TASK DIRECTIONS
The answer should contain all of the data, retyped without any alteration.

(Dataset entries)
*** Block opens ***
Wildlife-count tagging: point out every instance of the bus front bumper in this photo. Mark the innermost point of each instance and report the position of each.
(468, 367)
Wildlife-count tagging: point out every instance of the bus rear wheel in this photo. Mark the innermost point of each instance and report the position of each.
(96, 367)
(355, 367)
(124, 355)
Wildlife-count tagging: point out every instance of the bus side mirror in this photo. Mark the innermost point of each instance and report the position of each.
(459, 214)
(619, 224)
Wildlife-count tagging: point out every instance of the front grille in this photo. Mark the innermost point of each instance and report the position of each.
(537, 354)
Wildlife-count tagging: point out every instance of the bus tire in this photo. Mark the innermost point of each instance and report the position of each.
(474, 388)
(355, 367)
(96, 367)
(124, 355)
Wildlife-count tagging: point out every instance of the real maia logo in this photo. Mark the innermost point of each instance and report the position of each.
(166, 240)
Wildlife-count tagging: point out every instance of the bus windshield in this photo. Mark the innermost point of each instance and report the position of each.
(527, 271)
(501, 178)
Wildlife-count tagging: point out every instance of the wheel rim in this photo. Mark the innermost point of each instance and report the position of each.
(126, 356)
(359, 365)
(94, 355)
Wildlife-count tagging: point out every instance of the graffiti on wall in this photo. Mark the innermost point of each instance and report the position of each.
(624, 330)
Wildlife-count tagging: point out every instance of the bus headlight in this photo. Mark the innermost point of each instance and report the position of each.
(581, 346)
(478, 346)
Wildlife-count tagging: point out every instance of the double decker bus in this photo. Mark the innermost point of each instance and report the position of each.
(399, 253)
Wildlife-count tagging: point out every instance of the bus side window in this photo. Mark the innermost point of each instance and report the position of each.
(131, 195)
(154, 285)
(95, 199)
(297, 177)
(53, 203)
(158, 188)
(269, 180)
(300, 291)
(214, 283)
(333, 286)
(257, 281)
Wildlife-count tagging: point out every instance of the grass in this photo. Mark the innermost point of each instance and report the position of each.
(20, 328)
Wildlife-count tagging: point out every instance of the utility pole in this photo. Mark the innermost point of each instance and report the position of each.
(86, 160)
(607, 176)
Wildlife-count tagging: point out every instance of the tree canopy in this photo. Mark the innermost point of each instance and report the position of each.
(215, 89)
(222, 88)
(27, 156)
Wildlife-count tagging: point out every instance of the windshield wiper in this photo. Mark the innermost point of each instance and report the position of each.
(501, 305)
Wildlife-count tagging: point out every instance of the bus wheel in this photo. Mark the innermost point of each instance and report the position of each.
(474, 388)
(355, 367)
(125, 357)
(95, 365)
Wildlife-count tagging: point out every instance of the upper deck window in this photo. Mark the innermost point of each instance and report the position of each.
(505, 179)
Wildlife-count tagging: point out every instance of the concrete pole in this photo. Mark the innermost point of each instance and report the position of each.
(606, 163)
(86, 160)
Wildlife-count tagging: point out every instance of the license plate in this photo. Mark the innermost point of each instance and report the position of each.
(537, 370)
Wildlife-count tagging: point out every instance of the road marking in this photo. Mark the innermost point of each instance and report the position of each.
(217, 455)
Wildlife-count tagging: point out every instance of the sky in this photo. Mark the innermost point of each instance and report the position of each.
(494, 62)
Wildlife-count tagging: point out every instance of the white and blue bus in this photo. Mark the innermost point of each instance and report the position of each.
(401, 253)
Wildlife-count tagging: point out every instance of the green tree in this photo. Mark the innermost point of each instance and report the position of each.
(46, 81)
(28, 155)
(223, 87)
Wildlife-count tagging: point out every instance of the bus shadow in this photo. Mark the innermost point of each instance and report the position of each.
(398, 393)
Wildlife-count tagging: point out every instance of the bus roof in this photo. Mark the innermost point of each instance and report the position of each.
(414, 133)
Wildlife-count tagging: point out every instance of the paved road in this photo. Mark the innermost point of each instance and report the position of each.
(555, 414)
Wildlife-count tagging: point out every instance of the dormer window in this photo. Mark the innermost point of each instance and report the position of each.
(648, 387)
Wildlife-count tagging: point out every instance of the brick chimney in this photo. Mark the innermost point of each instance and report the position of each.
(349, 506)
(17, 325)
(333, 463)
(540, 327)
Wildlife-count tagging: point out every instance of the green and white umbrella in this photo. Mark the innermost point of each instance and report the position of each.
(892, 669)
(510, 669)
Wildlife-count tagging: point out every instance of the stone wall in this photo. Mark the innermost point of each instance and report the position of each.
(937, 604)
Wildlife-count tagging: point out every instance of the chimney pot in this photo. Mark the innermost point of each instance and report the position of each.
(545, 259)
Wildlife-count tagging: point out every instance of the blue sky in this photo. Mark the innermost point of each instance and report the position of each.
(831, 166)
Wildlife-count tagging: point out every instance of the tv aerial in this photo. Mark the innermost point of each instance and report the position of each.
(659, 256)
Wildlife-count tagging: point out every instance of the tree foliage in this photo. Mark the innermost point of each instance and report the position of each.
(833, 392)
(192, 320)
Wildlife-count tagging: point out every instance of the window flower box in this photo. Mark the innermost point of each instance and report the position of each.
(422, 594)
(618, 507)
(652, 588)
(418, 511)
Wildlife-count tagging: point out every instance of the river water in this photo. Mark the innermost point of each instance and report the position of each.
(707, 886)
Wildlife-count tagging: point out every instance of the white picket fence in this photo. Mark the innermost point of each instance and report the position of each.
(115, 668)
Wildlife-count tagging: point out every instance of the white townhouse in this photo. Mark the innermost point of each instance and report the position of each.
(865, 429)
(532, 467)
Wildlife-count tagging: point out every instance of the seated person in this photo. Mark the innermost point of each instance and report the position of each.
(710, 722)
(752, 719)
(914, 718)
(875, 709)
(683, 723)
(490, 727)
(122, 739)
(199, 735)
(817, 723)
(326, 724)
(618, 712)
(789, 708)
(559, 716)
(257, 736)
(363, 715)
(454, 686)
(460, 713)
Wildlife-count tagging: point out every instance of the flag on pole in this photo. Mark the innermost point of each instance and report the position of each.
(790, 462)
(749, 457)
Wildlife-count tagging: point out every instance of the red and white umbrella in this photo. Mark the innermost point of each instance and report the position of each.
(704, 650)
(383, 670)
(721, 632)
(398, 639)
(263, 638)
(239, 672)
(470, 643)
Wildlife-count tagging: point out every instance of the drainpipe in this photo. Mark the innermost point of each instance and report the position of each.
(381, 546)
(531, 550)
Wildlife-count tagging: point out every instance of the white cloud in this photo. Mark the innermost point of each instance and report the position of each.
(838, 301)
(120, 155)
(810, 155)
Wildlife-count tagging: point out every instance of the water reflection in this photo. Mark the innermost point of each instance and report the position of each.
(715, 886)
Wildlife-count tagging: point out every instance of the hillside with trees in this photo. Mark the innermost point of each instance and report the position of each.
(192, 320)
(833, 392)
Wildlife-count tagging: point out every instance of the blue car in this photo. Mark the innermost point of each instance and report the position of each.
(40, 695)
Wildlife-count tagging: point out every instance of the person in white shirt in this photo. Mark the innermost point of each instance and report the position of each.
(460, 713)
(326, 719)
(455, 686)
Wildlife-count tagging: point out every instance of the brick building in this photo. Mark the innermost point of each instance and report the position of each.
*** Block closes ***
SOLUTION TO THIS PROBLEM
Wildlife-count tagging: point out every instance of the bus front bumper in this photo. Mark the innermost point of each instance and report the position of each.
(468, 367)
Wildlife-count tagging: point out every instance of the bus rear wheel in this photo. Mark the innermost point of each instance and report the position of each.
(96, 367)
(355, 367)
(124, 355)
Wildlife-count tagging: point out every instance of the bus side mirror in this photo. Mark the innermost point of each instance and report the position of each.
(459, 214)
(619, 224)
Wildlife-count tagging: point out every instance of the front grille in this photo. Mark the innermost point of each instance and report the position of each.
(537, 354)
Wildlife-count tagging: point out every instance of the bus tire in this photo. Mark the innermost point of each instance and report the position of each.
(474, 388)
(355, 367)
(96, 367)
(124, 355)
Wildlife-count tagging: point out every instance of the real maia logo in this photo. Mark the innermost point of each instance and report the position of each.
(166, 240)
Wildlife-count tagging: point out every instance of the bus windshield in this photo. Mark the innermost point of each instance and report the position of each.
(527, 271)
(501, 178)
Wildlife-count tagging: point out every instance of the wheel rim in this photo. Mark the innermost point of each instance and report the position of each.
(126, 356)
(359, 365)
(94, 355)
Wildlife-count tagging: point out every instance of the graffiti on wall in this photo. Mark the innermost point of each instance and report the position of each.
(624, 330)
Wildlife-count tagging: point out every instance of the bus headlight in this photo. Mark the innermost point of each instance and report the position of each.
(581, 346)
(478, 346)
Wildlife-count tagging: point out every instance of the double decker bus in this photo. Mark the innermost point of each instance and report the position of each.
(399, 253)
Wildlife-count tagging: point out every instance of the bus side window in this photo. Mark the innermost point of each instance and report the position of each.
(131, 195)
(154, 285)
(95, 199)
(297, 177)
(53, 203)
(158, 188)
(269, 180)
(300, 291)
(214, 283)
(333, 286)
(257, 281)
Wildlife-count tagging: point out every instance of the grass in this photo. Mark the innermost point of each instance and report the position of each.
(20, 328)
Wildlife-count tagging: point out every instance of the utility pole in this photo. Mark the innermost point of each instance and report the position of each.
(86, 160)
(607, 176)
Wildlife-count tagging: point out every instance of the tree canopy in this photo. Mark the innermost point of each instance and report the position of each.
(215, 89)
(222, 88)
(27, 156)
Wildlife-count tagging: point out every instance of the windshield wiper in this photo. Mark the innermost point of each instance and report the position of each.
(501, 305)
Wildlife-count tagging: point out every instance of the bus wheel in this photo. Mark the innermost point of each instance and report the position of each.
(474, 388)
(355, 367)
(125, 357)
(95, 365)
Wildlife-count tagging: point out every instance of the upper deck window in this photo. Mark the innermost point of each instance and report the position of each.
(505, 179)
Wildlife-count tagging: point out every instance of the concrete pole in this photo. Mark the innermost point of each instance and report the position of each.
(606, 163)
(86, 160)
Wildlife-count tagging: point out every instance of the license plate in this photo. Mark the innermost point of each instance and report the position of each.
(537, 370)
Wildlife-count tagging: point out every instance of the road marking in this photo. Mark the innermost point of each instance and report the position of each.
(217, 455)
Wildlife-count tagging: point out every instance of the sky in this photo. Mark the innermost point of each instance and report the position of each.
(494, 62)
Wildlife-count tagging: point out every instance of the white and blue bus in this photo. Mark the innermost point of each instance and report the position of each.
(401, 253)
Wildlife-count tagging: point out every instance of the green tree in this photo. Mark the innermost point of each instance and report the position of each.
(46, 81)
(28, 155)
(223, 87)
Wildlife-count tagging: point out every instance of the bus shadow in this photo. Mark the innermost point of each instance and report the position of each.
(398, 393)
Wildlife-count tagging: point out every instance of the bus roof in this photo. Mark the innermost point of each instance and report the position of each.
(414, 133)
Wildlife-count tagging: point out every instance of the paved road in this photo. Mark the innermost point of each instance and report the position of each.
(555, 414)
Wildlife-count tagging: point out every instance of the dormer window in this photo. Mark the innermost point of each instance and report the position of each.
(648, 387)
Wildlife-count tagging: point out every instance of the brick chimney in this photo. Mark the innermost point of each instance and report the position of each.
(349, 506)
(17, 325)
(333, 463)
(540, 327)
Wildlife-count tagging: point out every instance of the green and white umbrella in this photo. Mark the innermost point of each instance and report the position of each.
(892, 669)
(510, 669)
Wildlife-count tagging: point out every instance of the stone wall in this photo. Mark the innermost point of each instance and report the position of each.
(937, 604)
Wildlife-count tagging: point out every instance of the chimney pot in this photo. Mark the innermost point of each instance and report the position of each.
(545, 259)
Wildlife-count tagging: point out every instance of the blue sky in this photo. Mark the innermost point of each instance and report the position of each.
(831, 166)
Wildlife-count tagging: point out every instance of the tv aerial in this photo. Mark the innermost point of each instance and report the position of each.
(659, 256)
Wildlife-count tagging: point out every instance of the tree foliage in this photo. Mark the innermost point of each instance and report the position of each.
(833, 392)
(192, 320)
Wildlife-count tagging: point out every instance of the window flower box in this photo. Mark the innermost point of each instance and report the position of each.
(422, 594)
(618, 507)
(652, 588)
(418, 511)
Wildlife-count tagging: point out every instance of the river water in this photo. Mark the innermost point of each instance and report the position of each.
(707, 886)
Wildlife-count tagging: point out every instance of the white picket fence in this photo. Mark the innermost point of each instance and report the position of each.
(115, 668)
Wildlife-count tagging: point out every instance of the white townhouse in this photo. Mark the innermost point of each instance and report the position of each.
(865, 429)
(532, 467)
Wildlife-count tagging: point out every instance of the seated person in this photo. Mark the innermost point of each instance and report the position of each.
(710, 722)
(752, 719)
(914, 718)
(875, 709)
(683, 723)
(490, 727)
(122, 739)
(199, 735)
(817, 723)
(326, 724)
(618, 712)
(789, 708)
(559, 716)
(257, 736)
(363, 715)
(454, 686)
(460, 713)
Wildlife-count tagging: point out every instance of the flag on pole in this photo. Mark the innermost point of each instance and report the position of each.
(790, 462)
(749, 457)
Wildlife-count tagging: point out every instance of the red and white umbrella in this photo. Mark the innermost point of each instance and report the position of each.
(704, 650)
(383, 670)
(721, 632)
(398, 639)
(263, 638)
(239, 672)
(470, 643)
Wildlife-count tagging: point out every instance of the drainpipe in this photo. Mark the innermost point of each instance and report the position of each.
(381, 546)
(531, 550)
Wildlife-count tagging: point out every instance of the white cloud in this photo. Mark the innermost point of each instance and report the position of each.
(838, 301)
(120, 155)
(810, 155)
Wildlife-count tagging: point out every instance of the water reflection in this photo. Mark the innermost point of each instance and report the position of each.
(715, 886)
Wildlife-count tagging: point out every instance of the hillside with trees in this photo. Mark the innermost point of each instance and report the position of each.
(192, 320)
(833, 392)
Wildlife-count tagging: point out every instance of the blue car in this photo. Mark the innermost point of each instance and report the position of each.
(40, 695)
Wildlife-count tagging: point out every instance of the person in white shirt in this photo. Mark the innermost point of each instance and report the position of each.
(460, 713)
(326, 719)
(455, 686)
Wildlife-count tagging: point out every instance of the brick building in this photo. Mark the innermost point of each instance and report the position of each.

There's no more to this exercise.